┌─ INPUT

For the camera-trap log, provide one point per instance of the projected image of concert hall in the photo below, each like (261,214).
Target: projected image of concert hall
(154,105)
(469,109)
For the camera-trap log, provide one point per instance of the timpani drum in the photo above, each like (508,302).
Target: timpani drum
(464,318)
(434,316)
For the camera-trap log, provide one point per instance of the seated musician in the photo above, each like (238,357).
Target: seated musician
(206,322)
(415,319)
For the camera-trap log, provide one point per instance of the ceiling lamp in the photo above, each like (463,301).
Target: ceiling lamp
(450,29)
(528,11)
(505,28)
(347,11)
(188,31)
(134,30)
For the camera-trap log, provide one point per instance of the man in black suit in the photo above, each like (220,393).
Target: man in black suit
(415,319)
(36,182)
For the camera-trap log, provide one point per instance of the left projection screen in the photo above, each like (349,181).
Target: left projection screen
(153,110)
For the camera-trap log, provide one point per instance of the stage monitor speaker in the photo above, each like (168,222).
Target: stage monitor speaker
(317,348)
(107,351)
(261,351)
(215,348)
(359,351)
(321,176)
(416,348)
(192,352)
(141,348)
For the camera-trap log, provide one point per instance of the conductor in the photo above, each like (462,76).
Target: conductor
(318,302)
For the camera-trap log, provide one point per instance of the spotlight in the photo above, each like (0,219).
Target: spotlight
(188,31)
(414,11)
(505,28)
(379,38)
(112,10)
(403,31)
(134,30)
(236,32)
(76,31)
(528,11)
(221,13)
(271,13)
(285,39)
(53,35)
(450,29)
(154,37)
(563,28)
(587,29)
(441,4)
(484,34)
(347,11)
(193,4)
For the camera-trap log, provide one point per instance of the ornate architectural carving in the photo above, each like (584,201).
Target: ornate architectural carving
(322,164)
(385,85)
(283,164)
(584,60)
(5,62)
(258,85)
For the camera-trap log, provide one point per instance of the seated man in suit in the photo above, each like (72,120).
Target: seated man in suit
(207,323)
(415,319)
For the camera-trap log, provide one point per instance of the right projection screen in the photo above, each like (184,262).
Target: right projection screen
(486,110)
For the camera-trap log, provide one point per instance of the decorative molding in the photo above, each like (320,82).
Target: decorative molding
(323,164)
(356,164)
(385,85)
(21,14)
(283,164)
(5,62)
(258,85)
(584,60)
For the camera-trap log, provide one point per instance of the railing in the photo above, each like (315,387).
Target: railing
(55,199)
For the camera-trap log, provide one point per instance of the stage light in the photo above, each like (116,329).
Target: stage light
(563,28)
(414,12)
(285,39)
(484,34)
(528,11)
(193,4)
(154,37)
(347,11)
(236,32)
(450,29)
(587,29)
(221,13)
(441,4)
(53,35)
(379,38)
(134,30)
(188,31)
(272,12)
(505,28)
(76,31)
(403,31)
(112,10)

└─

Output the entries above exactly, please, with nothing dropped.

* [RESPONSE AREA]
For the camera-trap log, provide one point per instance of the projected image of concert hall in the photo below, each like (261,214).
Target: projected image of concert hall
(154,105)
(469,109)
For the camera-trap log, provide one point per instance of the timpani drum in the photo above, each like (508,302).
Target: timpani drum
(464,318)
(434,316)
For the camera-trap log, provide one point per instance of the seated musician in the photo above, each like (238,357).
Target: seated musician
(206,322)
(415,319)
For the camera-trap log, provide one point per instance of the ceiling lamp in the photo above, each like (463,301).
Target: ceiling lamp
(450,29)
(528,11)
(505,28)
(347,11)
(188,31)
(134,30)
For the camera-trap log, provide one point per instance of the man in black suit in the photo above, each like (220,393).
Target: man in black suit
(415,319)
(36,182)
For the camera-trap log, provide one point per instance of the left projection screen in the photo above, each like (349,181).
Target: left projection screen
(153,110)
For the camera-trap log, provide one point per instance of the stage monitor speaker in the photo above, each like (168,222).
Target: stage monitor speaker
(317,348)
(107,351)
(261,351)
(215,348)
(359,351)
(321,176)
(416,348)
(192,352)
(141,348)
For the camera-trap log, provide one point per instance of the conductor in the photo above, each like (462,76).
Target: conductor
(318,302)
For the camera-trap log, provide one point per instance of the spotlight in the photo above, each like (0,219).
Target: spotlight
(188,31)
(414,11)
(505,28)
(379,38)
(112,10)
(403,31)
(134,30)
(236,32)
(76,31)
(528,11)
(221,13)
(271,13)
(285,39)
(53,35)
(450,29)
(154,37)
(563,28)
(587,29)
(441,4)
(484,34)
(347,11)
(193,4)
For the camera-trap log, provide one point per instance of the ornate architectural carving in the photo above, each like (584,201).
Target: ornate architectural carving
(322,164)
(385,85)
(283,164)
(584,60)
(5,62)
(258,85)
For the camera-trap log, provide one point per instance of the seated man in suit in the photo above, each like (72,120).
Target: seated man in suit
(207,323)
(415,319)
For the camera-trap log, provide one point per instance of the right projection screen in the photo above, each like (184,262).
Target: right projection screen
(486,110)
For the camera-trap log, provide one point per instance of the decorative molding in the photo above, each like (320,82).
Target: decorative molding
(323,164)
(356,164)
(385,85)
(21,14)
(283,164)
(5,62)
(258,85)
(584,60)
For the camera-trap log, provide one point per instance of the railing in the photo above, each like (315,387).
Target: railing
(55,199)
For the camera-trap log, provide one point per instance of the stage light in the photo above, each like (116,329).
Target: stage light
(563,28)
(414,12)
(285,39)
(484,34)
(528,11)
(193,4)
(154,37)
(347,11)
(236,32)
(450,29)
(587,29)
(221,13)
(441,4)
(53,35)
(379,38)
(134,30)
(188,31)
(272,12)
(505,28)
(76,31)
(403,31)
(112,10)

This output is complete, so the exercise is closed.